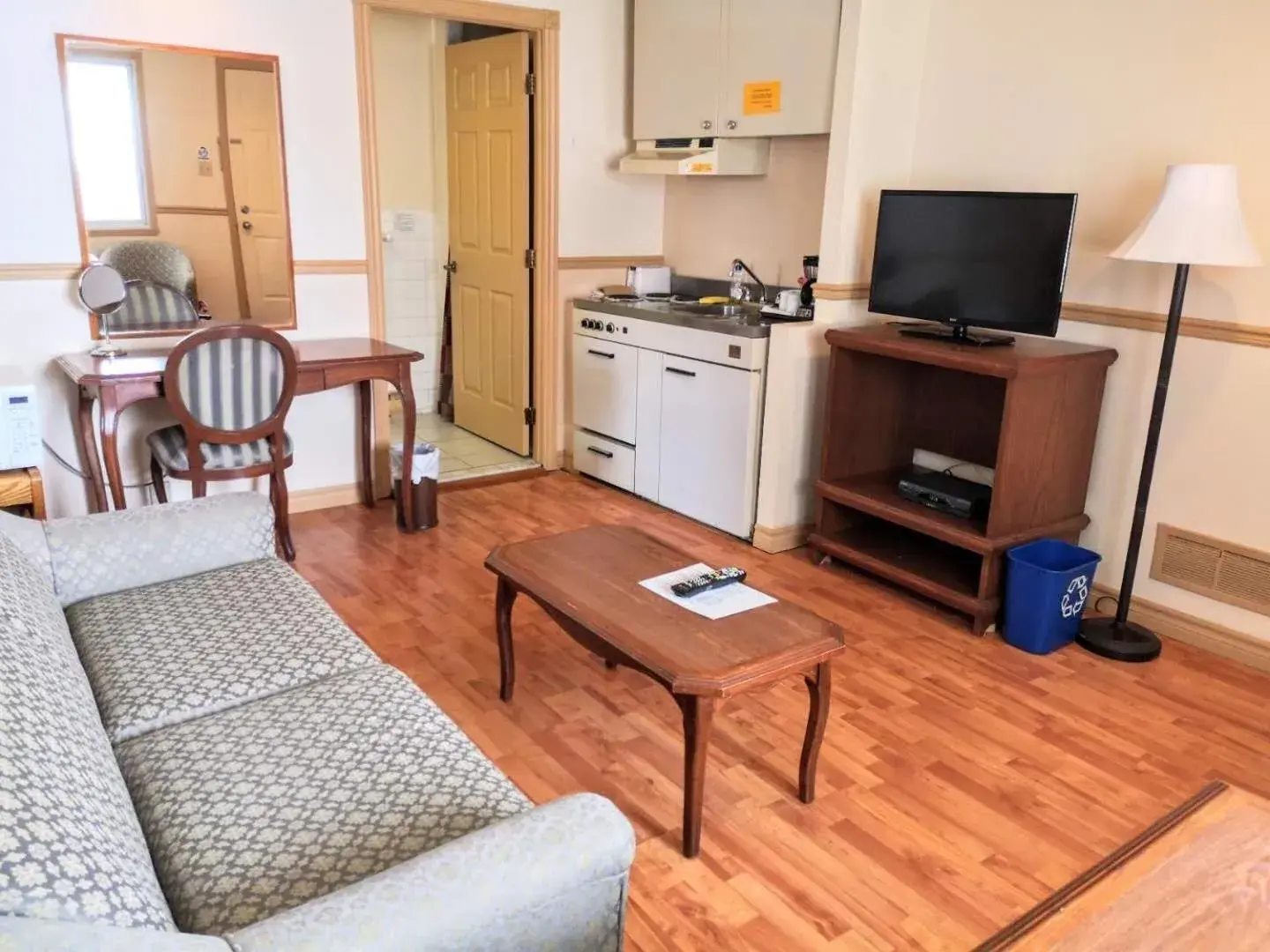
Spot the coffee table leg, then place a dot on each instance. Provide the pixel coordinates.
(698, 716)
(818, 687)
(505, 654)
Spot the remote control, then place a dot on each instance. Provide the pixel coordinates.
(710, 580)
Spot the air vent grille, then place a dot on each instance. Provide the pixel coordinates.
(1221, 570)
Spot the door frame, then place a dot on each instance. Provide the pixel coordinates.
(546, 322)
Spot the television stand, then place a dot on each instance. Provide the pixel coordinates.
(954, 334)
(1029, 412)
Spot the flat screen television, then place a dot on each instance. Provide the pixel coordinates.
(972, 259)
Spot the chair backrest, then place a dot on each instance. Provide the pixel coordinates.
(149, 305)
(159, 262)
(231, 383)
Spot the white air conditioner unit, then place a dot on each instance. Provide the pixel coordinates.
(698, 156)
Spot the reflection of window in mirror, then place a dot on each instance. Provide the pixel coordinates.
(182, 182)
(103, 100)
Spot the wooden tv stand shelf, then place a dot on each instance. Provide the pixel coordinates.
(1030, 412)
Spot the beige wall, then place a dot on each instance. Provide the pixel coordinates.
(407, 57)
(182, 115)
(770, 221)
(1093, 98)
(409, 108)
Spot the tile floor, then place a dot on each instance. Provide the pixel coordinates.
(462, 455)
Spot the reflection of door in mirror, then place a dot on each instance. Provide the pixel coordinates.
(168, 145)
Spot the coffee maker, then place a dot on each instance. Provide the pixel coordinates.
(811, 271)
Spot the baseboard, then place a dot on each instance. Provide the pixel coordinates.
(306, 501)
(1204, 635)
(781, 539)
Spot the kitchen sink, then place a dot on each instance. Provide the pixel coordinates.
(735, 310)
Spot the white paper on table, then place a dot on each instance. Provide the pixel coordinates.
(713, 603)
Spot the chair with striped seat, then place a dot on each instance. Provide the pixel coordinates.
(230, 387)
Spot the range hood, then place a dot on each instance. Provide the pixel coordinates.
(698, 156)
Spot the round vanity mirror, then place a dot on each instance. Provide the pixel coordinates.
(101, 288)
(103, 292)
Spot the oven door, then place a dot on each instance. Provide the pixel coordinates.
(605, 377)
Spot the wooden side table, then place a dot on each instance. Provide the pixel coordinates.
(23, 487)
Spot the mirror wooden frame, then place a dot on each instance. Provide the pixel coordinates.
(262, 61)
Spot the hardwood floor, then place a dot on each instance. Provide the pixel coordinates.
(960, 779)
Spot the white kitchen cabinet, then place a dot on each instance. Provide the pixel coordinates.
(733, 68)
(709, 443)
(677, 61)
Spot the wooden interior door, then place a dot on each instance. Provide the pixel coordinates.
(256, 181)
(488, 126)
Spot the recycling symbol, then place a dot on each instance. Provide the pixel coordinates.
(1077, 591)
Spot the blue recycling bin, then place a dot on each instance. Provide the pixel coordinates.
(1047, 585)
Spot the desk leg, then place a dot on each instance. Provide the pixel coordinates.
(406, 387)
(698, 718)
(504, 600)
(111, 447)
(818, 684)
(88, 450)
(365, 405)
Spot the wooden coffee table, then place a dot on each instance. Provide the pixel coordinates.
(588, 583)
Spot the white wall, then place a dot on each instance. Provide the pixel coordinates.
(601, 213)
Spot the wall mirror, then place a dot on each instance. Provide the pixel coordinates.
(179, 182)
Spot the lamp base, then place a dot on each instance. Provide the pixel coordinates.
(1120, 641)
(107, 349)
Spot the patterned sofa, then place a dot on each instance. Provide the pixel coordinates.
(197, 755)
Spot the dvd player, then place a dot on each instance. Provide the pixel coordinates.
(946, 493)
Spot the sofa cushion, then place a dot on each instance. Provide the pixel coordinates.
(70, 844)
(265, 807)
(94, 555)
(168, 652)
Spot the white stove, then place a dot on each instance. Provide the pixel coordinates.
(669, 413)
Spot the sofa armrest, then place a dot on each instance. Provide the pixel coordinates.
(551, 877)
(95, 555)
(22, 934)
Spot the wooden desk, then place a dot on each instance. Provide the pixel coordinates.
(118, 383)
(1194, 880)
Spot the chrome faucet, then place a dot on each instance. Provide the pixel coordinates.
(739, 291)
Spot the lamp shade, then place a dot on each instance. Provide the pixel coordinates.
(1195, 221)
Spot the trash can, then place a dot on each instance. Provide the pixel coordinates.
(1047, 585)
(424, 471)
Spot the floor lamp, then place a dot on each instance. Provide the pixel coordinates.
(1195, 221)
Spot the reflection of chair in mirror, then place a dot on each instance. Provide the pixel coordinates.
(230, 389)
(153, 306)
(159, 262)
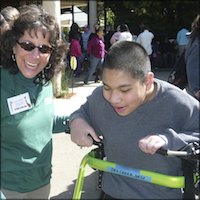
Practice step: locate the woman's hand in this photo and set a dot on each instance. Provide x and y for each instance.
(151, 143)
(82, 133)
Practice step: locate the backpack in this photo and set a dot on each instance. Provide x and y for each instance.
(178, 75)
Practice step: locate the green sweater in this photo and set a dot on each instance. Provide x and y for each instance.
(26, 137)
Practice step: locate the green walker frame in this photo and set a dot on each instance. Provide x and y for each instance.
(106, 166)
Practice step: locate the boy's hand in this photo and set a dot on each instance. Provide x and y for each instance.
(81, 133)
(151, 143)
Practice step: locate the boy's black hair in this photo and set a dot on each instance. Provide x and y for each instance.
(129, 57)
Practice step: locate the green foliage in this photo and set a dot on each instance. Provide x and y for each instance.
(164, 17)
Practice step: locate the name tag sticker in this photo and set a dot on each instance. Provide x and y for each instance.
(19, 103)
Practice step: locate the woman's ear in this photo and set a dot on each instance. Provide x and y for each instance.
(149, 80)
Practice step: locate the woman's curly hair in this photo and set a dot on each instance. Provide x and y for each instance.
(34, 18)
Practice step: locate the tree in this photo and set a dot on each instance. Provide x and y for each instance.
(163, 17)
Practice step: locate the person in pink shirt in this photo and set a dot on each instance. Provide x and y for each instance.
(75, 50)
(96, 51)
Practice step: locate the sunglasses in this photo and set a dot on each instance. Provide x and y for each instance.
(29, 46)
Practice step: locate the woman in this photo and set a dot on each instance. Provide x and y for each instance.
(192, 59)
(31, 53)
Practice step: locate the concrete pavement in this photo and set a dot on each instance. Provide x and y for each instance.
(67, 155)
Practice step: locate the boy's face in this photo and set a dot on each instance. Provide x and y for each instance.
(124, 93)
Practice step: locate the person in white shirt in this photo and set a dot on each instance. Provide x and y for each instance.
(145, 39)
(123, 33)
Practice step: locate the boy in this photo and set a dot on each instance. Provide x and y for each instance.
(136, 114)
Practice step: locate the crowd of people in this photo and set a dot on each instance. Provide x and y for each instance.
(129, 114)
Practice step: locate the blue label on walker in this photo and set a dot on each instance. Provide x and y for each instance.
(129, 172)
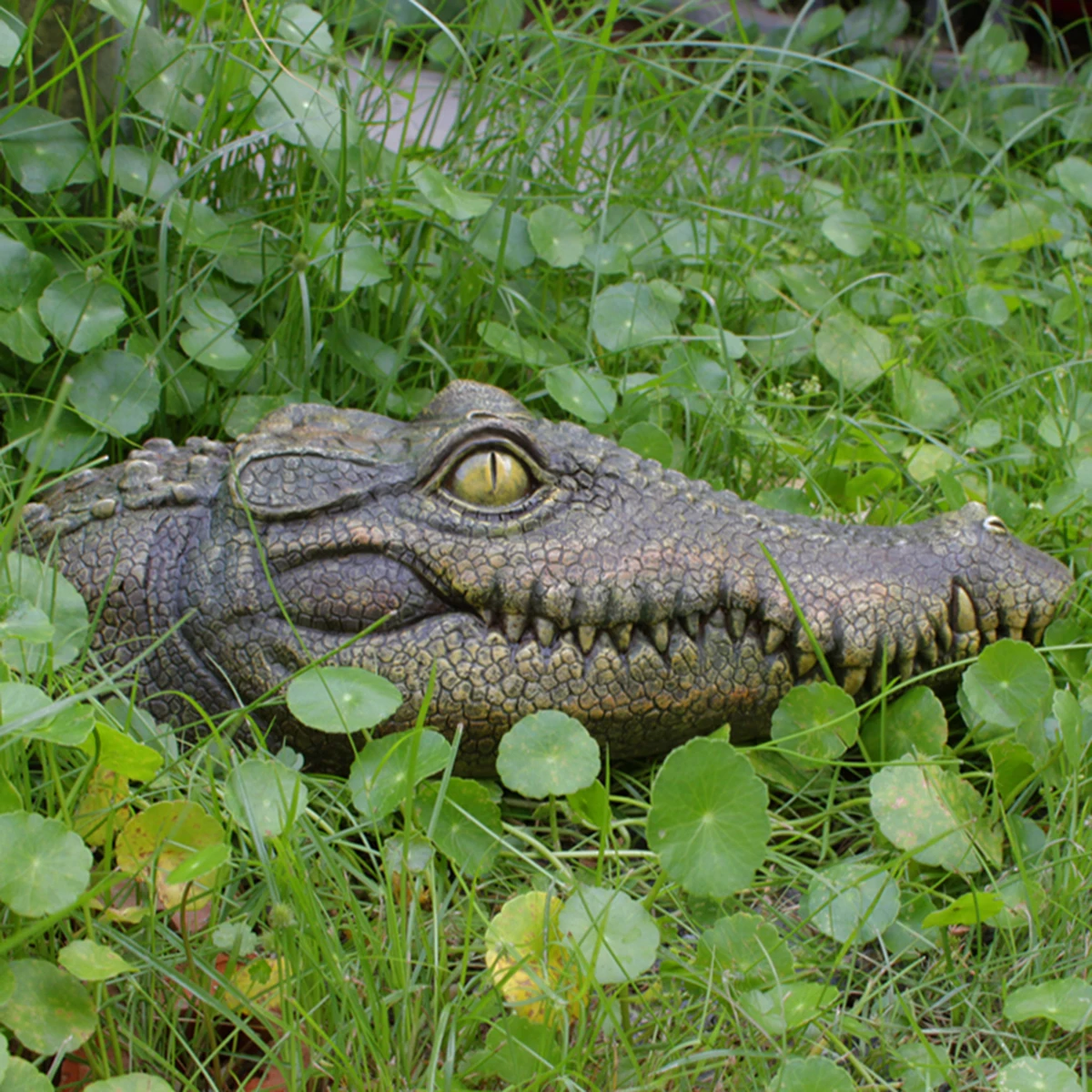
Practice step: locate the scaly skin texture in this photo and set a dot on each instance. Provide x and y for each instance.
(632, 598)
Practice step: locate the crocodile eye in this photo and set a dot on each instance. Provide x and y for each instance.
(492, 478)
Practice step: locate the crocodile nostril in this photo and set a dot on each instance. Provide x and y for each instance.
(961, 611)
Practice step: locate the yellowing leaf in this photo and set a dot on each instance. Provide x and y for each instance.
(529, 965)
(99, 813)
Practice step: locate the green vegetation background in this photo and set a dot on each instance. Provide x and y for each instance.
(796, 266)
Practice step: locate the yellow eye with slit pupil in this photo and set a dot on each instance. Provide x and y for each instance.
(491, 479)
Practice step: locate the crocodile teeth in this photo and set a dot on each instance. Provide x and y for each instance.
(514, 625)
(927, 649)
(854, 680)
(962, 612)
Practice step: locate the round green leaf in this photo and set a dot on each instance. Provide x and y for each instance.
(118, 752)
(27, 579)
(192, 867)
(814, 724)
(631, 315)
(265, 796)
(874, 25)
(931, 813)
(850, 229)
(709, 820)
(780, 339)
(304, 27)
(342, 700)
(136, 170)
(158, 70)
(81, 314)
(812, 1075)
(923, 401)
(115, 391)
(1009, 683)
(443, 195)
(21, 328)
(971, 909)
(649, 441)
(787, 1005)
(585, 394)
(235, 937)
(1065, 1002)
(986, 305)
(92, 962)
(615, 934)
(557, 235)
(915, 723)
(15, 271)
(1037, 1075)
(536, 352)
(907, 935)
(218, 349)
(852, 899)
(131, 1082)
(44, 866)
(45, 152)
(23, 1077)
(547, 753)
(467, 827)
(852, 353)
(167, 834)
(49, 1011)
(519, 1051)
(387, 767)
(748, 953)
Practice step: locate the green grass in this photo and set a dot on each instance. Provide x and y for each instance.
(909, 267)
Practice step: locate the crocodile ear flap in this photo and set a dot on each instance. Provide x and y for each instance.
(288, 484)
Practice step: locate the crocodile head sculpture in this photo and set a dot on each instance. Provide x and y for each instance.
(529, 565)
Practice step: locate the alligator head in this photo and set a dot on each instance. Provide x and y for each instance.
(528, 565)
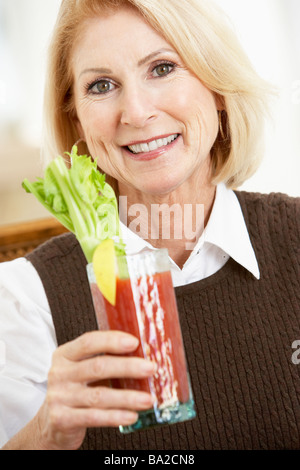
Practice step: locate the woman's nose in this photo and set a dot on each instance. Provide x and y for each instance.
(137, 108)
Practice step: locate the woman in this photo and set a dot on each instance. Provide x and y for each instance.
(163, 95)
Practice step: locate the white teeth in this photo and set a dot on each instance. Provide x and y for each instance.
(153, 145)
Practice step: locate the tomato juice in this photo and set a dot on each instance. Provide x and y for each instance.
(146, 308)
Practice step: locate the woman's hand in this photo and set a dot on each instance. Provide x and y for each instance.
(71, 405)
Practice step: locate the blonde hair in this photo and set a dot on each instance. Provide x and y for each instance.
(203, 37)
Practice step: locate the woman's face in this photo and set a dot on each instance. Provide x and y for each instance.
(150, 122)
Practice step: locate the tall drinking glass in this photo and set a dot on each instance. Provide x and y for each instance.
(146, 308)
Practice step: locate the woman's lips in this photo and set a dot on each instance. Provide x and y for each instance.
(153, 148)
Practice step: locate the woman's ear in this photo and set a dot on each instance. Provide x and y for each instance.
(220, 102)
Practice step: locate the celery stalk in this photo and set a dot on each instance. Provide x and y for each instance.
(81, 200)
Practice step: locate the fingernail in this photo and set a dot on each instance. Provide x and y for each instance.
(129, 342)
(149, 367)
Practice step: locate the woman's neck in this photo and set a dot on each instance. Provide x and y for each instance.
(174, 221)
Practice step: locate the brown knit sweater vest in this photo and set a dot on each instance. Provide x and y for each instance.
(238, 333)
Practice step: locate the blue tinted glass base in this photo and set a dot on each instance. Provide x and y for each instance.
(159, 417)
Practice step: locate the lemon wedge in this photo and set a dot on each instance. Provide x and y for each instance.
(104, 264)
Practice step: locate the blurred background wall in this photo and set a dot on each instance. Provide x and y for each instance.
(268, 29)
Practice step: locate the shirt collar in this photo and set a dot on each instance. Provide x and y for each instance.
(226, 229)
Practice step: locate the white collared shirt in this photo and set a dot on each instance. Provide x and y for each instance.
(27, 335)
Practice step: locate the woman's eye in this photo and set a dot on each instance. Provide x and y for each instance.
(101, 87)
(162, 69)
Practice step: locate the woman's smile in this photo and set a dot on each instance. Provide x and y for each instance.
(152, 148)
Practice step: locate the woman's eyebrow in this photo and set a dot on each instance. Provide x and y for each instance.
(154, 54)
(141, 62)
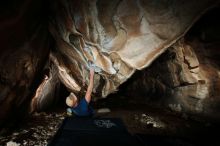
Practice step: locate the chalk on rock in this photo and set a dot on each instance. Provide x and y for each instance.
(11, 143)
(103, 110)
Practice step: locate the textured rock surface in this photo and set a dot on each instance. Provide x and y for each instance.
(24, 50)
(118, 37)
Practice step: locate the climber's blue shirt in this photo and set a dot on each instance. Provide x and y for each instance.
(82, 109)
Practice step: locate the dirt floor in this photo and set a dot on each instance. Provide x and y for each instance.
(139, 119)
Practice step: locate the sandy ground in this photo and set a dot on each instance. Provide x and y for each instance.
(139, 119)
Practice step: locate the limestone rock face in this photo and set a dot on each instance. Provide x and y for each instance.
(23, 54)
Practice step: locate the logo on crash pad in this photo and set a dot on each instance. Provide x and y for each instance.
(104, 123)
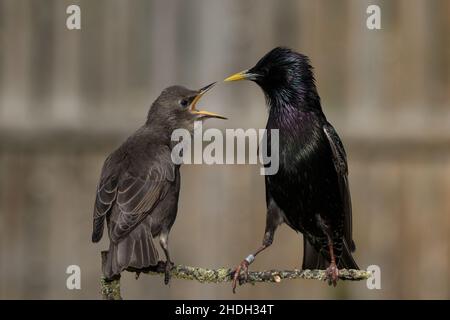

··········

▶ [Exercise] From the line that holds "Practice step: locate the limestone" to the last line of the data, return those lines exactly and nothing else; both ends count, and pictures stay out.

▶ [Output of the task]
Practice step: locate the limestone rock face in this photo and set a dot on each instance. Provide x and y for each instance.
(23, 54)
Practice step: locate the logo on crash pad in this photo and set a dot on each instance. Provide x and y for each instance.
(104, 123)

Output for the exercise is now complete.